Testo fornito
########

Ma cosa succede effettivamente? 

Aumenta la mobilità sanitaria, che diventa causa ed effetto del problema. In generale i “migranti della salute” che si spostano da Sud e Isole verso Nord sono circa 345mila. Le motivazioni che li spingono a muoversi sono relative alla qualità delle cure, alle liste d’attesa e dei casi riguardano altri motivi di natura logistica. Ovviamente decidere di recarsi in un’altra regione per essere sottoposti a cure richiede un notevole investimento economico, sia per i pazienti sia per i loro accompagnatori. E’ chiaro che vi saranno rinunce alle cure, dovute all’impossibilità economica, che inevitabilmente rappresenta la risposta ai dati sopra elencati. Inoltre, un costo notevole impatta non solo sui pazienti, ma anche sulle regioni del Sud che finiscono con il rimborsare prestazioni mediche a cui i propri abitanti si sottopongono altrove. 

Di conseguenza, il Mezzogiorno perde un’importate sfida: la possibilità di attirare nuovi talenti e migliorare il servizio stesso.

########

Da fare
1. Rispondi a queste domande sul testo sulla mobilità sanitaria:
(a) Quanti sono, circa, i "migranti della salute" che si spostano da Sud e Isole verso Nord?
(b) Oltre ai pazienti, su chi impatta un costo notevole?
(c) Quale sfida perde il Mezzogiorno?
2. Elenca tutte le motivazioni che, secondo il testo sulla mobilità sanitaria, spingono i "migranti della salute" a spostarsi.
3. Prosegui il testo sulla mobilità sanitaria dopo la frase che ne chiude l'ultima parte.

########

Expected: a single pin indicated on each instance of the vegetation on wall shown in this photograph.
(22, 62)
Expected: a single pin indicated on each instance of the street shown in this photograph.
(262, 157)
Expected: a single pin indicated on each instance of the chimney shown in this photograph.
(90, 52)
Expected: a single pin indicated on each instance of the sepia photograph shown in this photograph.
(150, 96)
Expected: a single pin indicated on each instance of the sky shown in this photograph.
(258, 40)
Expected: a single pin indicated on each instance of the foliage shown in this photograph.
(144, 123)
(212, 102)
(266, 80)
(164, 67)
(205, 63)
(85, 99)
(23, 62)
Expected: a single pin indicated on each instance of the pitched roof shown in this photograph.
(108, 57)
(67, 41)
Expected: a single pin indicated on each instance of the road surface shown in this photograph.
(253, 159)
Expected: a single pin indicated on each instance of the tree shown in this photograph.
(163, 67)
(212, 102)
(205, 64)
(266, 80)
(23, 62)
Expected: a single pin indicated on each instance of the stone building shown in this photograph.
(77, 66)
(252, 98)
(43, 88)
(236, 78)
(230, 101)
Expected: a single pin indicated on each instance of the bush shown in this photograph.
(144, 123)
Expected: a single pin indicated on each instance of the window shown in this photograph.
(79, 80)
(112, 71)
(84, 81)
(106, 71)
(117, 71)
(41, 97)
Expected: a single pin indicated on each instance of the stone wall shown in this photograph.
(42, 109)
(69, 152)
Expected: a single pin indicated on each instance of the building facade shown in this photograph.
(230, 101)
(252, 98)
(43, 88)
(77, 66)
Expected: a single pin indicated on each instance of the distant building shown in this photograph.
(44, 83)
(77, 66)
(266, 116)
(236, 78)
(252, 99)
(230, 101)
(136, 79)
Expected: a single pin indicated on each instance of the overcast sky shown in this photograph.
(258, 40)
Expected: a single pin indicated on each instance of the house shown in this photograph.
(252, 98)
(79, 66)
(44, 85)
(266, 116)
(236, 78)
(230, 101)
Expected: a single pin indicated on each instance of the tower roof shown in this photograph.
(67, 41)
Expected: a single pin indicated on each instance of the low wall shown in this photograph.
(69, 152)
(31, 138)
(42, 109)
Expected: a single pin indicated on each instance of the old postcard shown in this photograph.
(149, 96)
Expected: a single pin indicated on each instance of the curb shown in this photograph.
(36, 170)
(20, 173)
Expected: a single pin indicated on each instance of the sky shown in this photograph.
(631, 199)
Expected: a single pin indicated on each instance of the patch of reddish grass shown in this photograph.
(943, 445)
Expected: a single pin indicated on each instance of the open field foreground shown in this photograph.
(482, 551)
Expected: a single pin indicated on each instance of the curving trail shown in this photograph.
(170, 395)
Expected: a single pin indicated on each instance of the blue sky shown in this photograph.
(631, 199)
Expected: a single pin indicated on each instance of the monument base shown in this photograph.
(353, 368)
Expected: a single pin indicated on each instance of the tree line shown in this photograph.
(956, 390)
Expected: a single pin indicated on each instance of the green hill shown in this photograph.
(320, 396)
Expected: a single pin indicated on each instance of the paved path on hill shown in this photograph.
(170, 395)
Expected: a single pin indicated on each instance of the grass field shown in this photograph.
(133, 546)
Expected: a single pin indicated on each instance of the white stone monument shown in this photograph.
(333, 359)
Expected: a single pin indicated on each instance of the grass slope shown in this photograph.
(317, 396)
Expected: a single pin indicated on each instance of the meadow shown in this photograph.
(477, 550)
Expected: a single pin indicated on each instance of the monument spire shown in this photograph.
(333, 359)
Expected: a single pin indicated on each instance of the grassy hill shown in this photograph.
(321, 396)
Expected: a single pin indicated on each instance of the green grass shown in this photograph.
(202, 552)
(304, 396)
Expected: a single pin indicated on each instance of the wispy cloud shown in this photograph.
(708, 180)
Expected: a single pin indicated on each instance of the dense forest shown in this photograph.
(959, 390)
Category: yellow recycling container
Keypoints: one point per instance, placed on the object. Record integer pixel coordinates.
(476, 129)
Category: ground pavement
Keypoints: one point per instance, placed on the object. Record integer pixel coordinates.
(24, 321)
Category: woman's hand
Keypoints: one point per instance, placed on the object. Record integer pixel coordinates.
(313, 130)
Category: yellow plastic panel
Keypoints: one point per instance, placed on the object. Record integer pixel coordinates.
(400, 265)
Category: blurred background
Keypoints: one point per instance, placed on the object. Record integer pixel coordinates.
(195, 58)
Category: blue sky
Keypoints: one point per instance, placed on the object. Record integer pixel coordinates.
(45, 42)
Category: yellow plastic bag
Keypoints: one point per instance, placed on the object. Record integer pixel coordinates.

########

Risposte
1.
(a) Circa 345mila.
(b) Sulle regioni del Sud, che finiscono con il rimborsare prestazioni mediche a cui i propri abitanti si sottopongono altrove.
(c) La possibilità di attirare nuovi talenti e migliorare il servizio stesso.

2.
- La qualità delle cure
- Le liste d'attesa
- Altri motivi di natura logistica

3.
Dati su “performance servizi sanitari regionali” (RAPPORTO CREA-2019)

esteso anche alla prevenzione …

Un esempio: secondo i dati non troppo remoti dell’Organizzazione mondiale a Nord l’85,2% delle donne adulte ricorrono a mammografia, segue il Centro con l’80,7% e a distanza di parecchi punti il Sud e le Isole con il 66,3%. Tendenze analoghe si registrano in caso di prevenzione al colon retto. 

A cosa è dovuto? I dati ci fanno anche osservare che la prevenzione è strettamente connessa al reddito; più questo sale, più ci si sottopone a mammografie e controlli colon-rettali. Anche quando ci troviamo di fronte ad un sistema che finanzia a costo zero la prevenzione, garantendo screening gratuiti per il tumore al seno e il tumore al colon-retto, nella maggior parte dei casi ad accedere al servizio sono persone con redditi più elevati, mentre i redditi più bassi rinunciano con maggiore frequenza.

… gestito durante la pandemia 

Adesso la domanda sorge spontanea: quale destino sarebbe spettato al Sud d’Italia , durante la pandemia, se avesse rilevato lo stesso numero di contagi emersi al Nord? La portata numerica dei contagi è stata minore e dovuta a diversi motivi. Nelle varie interviste ad esperti è emerso, in primis, il fattore temporale. Infatti, il virus è arrivato in Lombardia e di lì si è diffuso in un periodo di picco influenzale. Poi si è trasmesso per contiguità. Quando l’epidemia si è diffusa in tutta Italia e sono nati dei focolai al Sud, le autorità erano già preparate. 

Solo questione di tempo?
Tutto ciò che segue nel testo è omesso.